> [文件節錄]:
[學習筆記] 機器學習: 神經網路的學習 (Machine Learning: Neural Networks: Learning)

我們把神經網路運用在分類 (classification) 上, 神經網路的結構如下圖.


其中:
Training set: { \( (x^{(1)}, y^{(1)}), (x^{(2)}, y^{(2)}), ..., (x^{(m)}, y^{(m)}) \) }

\( L \): total number of layers in the network

\( s_l \): number of units (not counting bias unit) in layer \(l\).

\( K \): number of output units/classes.

\( (h_{\Theta}(x))_k \): a hypothesis that results in the \(k^{th}\) output.
我們考慮以下兩類的分類問題 (classification problem):

1. Binary classification
\( y \) = 0 or 1

1 output unit (K = 1)
2. Multi-class classification (K classes)
\( y \in \mathbb{R}^K \)
舉例: \( \begin{bmatrix}
1
\\ 0
\\ 0
\end{bmatrix} \) for cat, \( \begin{bmatrix}
0
\\ 1
\\ 0
\end{bmatrix} \) for dog, \( \begin{bmatrix}
0
\\ 0
\\ 1
\end{bmatrix} \) for fox.
K output units

Cost Function


Cost Function for Regularized Logistic Regression:

\( J(\theta) = -\frac{1}{m}\sum_{i=1}^{m}[y^{(i)} log(h_{\theta}(x^{(i)})) + (1-y^{(i)}) log(1- h_{\theta}(x^{(i)})] + \frac{\lambda}{2m}\sum_{j=1}^{n}\theta_j^2 \)

Cost Function for Neural Network:

\( J(\Theta) = -\frac{1}{m}\sum_{i=1}^{m}\sum_{k=1}^{K}[y_k^{(i)} log((h_{\Theta}(x^{(i)}))_k) + (1-y_k^{(i)}) log(1- (h_{\Theta}(x^{(i)})k)] + \frac{\lambda}{2m}\sum_{l=1}^{L-1}\sum_{i=1}^{s_l}\sum_{j=1}^{s_l+1}(\Theta_{(j, i)}^{(l)})^2 \)

> [題目說明 1]:
從清單中篩出所有含有字串「bamboo」的行，逐行照抄；大小寫須完全相符。
神經網路學習筆記與清單彼此獨立，互不相關。

> [位置標註紀錄]:
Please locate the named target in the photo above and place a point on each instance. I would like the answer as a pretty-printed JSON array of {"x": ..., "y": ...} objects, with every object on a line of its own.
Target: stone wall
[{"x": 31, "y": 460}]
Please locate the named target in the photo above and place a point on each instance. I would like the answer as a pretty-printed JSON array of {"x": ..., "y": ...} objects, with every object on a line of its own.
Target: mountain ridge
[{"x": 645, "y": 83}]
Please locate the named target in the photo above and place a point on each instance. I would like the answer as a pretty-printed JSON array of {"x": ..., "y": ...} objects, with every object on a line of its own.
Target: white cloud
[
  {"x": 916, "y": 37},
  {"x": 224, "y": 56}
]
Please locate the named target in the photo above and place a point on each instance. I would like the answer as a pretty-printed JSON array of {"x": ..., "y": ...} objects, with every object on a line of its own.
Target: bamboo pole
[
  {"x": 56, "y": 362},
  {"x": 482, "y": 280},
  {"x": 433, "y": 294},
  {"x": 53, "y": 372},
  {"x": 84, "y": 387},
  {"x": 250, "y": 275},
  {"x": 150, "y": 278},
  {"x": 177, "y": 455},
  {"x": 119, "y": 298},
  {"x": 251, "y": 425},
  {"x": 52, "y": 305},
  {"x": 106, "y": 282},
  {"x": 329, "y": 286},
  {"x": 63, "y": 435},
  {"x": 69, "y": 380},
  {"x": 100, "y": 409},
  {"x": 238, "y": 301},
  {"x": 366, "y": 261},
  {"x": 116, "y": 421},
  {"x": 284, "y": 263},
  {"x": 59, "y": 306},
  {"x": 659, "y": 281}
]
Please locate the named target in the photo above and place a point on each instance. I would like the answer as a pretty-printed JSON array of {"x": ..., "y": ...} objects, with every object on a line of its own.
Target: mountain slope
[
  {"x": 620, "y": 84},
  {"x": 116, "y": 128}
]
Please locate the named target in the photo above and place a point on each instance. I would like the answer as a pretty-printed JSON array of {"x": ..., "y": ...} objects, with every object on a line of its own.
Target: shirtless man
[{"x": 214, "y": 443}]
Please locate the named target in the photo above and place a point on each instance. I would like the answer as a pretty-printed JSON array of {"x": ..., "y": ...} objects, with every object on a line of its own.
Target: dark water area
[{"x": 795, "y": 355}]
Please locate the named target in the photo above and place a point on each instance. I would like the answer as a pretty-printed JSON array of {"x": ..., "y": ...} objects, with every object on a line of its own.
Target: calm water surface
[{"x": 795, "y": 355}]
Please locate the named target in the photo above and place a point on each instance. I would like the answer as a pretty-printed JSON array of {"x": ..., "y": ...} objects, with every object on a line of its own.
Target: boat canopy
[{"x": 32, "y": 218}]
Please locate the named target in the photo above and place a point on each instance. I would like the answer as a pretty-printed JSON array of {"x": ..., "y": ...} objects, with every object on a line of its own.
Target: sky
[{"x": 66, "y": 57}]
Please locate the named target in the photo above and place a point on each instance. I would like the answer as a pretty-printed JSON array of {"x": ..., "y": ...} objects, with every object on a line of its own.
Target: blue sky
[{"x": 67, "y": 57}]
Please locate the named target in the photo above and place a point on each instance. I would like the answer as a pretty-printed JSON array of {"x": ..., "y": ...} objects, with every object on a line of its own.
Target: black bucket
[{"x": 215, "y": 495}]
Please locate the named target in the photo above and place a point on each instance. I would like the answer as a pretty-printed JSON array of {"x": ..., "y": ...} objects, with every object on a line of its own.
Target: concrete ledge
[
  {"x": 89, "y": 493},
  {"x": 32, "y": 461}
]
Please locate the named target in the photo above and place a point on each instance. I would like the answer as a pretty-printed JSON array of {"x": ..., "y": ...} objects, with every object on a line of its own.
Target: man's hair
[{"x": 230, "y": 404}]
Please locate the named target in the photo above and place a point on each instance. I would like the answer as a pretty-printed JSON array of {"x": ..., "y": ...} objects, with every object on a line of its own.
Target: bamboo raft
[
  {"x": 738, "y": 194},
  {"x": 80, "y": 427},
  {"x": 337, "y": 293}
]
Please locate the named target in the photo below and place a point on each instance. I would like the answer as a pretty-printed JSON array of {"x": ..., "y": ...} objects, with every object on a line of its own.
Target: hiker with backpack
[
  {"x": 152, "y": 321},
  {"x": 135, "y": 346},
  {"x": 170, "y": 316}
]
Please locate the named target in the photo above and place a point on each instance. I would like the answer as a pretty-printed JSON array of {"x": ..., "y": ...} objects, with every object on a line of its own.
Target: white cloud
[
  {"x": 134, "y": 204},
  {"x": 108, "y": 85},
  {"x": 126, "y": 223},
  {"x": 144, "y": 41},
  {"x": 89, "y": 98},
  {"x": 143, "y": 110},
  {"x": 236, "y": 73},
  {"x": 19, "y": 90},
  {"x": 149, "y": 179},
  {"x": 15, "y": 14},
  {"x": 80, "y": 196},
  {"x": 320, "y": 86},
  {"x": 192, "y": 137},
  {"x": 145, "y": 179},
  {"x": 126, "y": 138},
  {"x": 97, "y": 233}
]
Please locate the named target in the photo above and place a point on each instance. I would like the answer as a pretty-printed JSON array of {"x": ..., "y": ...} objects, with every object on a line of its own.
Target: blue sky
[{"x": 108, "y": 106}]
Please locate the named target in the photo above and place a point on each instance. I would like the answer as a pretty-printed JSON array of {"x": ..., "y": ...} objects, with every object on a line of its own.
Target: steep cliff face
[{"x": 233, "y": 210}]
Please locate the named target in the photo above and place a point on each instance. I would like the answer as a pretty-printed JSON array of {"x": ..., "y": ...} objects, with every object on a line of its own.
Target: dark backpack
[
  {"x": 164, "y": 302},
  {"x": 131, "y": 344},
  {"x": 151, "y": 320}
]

> [題目說明 2]:
把神經網路學習筆記中介於「我們把神經網路運用在分類 (classification) 上, 神經網路的結構如下圖.」與「in layer \(l\).」之間的部分（含首尾）重寫一遍，並將其中的「Training set」換成「Training data」。

> [書面解答 1]:
Target: bamboo pole
Target: bamboo raft

> [書面解答 2]:
我們把神經網路運用在分類 (classification) 上, 神經網路的結構如下圖.


其中:
Training data: { \( (x^{(1)}, y^{(1)}), (x^{(2)}, y^{(2)}), ..., (x^{(m)}, y^{(m)}) \) }

\( L \): total number of layers in the network

\( s_l \): number of units (not counting bias unit) in layer \(l\).